(Point localization data)
******************************

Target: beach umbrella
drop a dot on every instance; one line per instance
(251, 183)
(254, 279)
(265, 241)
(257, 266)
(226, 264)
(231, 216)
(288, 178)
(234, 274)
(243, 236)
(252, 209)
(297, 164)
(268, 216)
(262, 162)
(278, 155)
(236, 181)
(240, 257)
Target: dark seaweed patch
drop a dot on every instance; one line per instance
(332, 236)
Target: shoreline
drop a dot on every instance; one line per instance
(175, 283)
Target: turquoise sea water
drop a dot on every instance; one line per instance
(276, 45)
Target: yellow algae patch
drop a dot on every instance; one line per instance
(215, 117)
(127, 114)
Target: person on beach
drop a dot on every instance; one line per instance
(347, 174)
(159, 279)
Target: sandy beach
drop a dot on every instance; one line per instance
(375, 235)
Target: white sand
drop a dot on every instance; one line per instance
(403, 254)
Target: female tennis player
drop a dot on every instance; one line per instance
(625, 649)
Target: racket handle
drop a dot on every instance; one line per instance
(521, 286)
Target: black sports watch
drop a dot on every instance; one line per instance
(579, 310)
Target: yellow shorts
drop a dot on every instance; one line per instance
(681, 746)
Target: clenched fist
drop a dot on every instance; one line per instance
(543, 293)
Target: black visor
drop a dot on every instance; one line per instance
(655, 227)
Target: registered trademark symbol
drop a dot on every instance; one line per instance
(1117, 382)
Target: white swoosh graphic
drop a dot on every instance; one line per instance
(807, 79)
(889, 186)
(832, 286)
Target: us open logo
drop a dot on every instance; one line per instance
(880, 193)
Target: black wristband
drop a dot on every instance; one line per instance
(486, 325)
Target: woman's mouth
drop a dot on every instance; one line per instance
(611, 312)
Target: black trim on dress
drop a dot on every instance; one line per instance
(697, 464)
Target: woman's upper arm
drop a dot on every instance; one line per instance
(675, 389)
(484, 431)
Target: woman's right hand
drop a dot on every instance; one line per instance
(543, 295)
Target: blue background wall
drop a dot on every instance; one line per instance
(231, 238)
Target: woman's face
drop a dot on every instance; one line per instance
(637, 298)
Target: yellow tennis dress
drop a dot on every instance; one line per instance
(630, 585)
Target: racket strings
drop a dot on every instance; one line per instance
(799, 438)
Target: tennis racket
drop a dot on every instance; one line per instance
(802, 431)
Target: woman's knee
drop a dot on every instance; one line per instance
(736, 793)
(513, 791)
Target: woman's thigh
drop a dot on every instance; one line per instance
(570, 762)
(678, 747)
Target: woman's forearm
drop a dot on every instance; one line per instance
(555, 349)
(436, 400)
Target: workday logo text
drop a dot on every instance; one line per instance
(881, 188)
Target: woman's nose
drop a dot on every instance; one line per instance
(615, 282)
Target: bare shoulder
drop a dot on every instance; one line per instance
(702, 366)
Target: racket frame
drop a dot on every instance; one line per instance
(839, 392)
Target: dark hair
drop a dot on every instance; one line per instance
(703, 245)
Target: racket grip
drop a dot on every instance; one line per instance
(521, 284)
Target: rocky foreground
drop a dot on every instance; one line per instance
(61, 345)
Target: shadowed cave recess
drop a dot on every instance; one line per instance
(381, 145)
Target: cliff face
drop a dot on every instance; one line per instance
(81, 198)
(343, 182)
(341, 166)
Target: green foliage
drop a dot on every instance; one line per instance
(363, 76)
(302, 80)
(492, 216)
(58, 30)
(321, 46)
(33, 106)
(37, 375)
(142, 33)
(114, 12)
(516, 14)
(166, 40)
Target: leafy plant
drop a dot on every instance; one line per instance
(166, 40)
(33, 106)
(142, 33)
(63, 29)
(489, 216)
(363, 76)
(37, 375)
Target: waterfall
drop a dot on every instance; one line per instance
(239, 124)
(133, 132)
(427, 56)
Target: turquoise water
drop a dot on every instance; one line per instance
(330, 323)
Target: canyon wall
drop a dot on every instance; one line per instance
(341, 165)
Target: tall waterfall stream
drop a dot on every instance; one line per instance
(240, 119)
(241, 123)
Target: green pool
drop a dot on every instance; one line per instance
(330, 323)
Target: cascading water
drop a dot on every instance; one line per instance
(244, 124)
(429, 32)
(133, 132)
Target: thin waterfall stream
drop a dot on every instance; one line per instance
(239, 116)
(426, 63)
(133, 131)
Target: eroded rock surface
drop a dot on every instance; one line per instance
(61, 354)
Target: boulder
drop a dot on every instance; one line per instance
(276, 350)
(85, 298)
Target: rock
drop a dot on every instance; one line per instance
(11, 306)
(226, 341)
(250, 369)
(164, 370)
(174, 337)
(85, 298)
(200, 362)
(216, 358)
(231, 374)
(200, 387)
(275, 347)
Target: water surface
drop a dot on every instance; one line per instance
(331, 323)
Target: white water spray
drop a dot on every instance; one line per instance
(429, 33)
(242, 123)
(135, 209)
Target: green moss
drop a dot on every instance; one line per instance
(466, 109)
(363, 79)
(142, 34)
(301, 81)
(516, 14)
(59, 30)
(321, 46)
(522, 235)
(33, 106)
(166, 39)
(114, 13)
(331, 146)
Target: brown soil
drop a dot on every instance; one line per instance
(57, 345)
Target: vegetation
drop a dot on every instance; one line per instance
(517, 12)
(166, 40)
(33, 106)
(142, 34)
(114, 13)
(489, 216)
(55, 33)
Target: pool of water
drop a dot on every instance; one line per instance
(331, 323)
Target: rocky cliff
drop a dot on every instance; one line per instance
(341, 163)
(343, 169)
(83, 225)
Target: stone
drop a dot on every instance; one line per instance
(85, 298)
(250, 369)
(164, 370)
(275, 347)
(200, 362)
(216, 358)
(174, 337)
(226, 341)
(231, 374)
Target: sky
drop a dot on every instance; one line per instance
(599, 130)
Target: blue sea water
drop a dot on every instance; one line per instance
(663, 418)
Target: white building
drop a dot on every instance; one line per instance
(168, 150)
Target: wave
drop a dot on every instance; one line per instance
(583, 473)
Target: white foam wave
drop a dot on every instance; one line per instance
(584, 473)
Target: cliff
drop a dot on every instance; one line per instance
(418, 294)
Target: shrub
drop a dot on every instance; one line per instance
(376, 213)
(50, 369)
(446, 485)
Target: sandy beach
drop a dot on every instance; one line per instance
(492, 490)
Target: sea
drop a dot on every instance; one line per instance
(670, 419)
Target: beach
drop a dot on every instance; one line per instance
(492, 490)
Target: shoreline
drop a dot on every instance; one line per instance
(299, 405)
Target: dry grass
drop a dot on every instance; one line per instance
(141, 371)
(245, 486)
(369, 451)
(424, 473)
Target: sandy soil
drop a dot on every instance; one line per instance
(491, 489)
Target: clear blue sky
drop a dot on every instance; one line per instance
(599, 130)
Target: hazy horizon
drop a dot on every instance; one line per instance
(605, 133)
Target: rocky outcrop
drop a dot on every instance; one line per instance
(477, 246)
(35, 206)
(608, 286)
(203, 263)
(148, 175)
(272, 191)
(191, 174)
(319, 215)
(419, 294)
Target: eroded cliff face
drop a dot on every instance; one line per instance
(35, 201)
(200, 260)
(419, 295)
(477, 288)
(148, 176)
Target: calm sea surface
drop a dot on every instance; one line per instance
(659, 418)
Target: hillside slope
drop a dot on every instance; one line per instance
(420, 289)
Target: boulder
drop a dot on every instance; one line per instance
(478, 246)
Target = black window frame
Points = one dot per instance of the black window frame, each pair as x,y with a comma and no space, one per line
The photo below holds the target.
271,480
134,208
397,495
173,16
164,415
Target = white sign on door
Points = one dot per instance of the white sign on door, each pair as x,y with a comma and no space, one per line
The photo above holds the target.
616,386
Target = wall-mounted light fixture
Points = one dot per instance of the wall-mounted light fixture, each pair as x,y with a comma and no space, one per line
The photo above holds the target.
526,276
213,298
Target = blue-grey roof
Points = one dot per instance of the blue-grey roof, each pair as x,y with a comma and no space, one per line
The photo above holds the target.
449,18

******************************

PROBLEM TO WORK ON —
As the answer, set down only the lines from the data above between the one holding "Target: waterfall" and the one holding "Target: tall waterfall stream", inclusive, exactly as they read.

YOUR SOLUTION —
Target: waterfall
drop a dot on every instance; one line per instance
(239, 124)
(133, 132)
(427, 56)
Target: turquoise water
drop a dot on every instance; one line per instance
(330, 323)
Target: canyon wall
drop a dot on every instance; one line per instance
(341, 165)
Target: tall waterfall stream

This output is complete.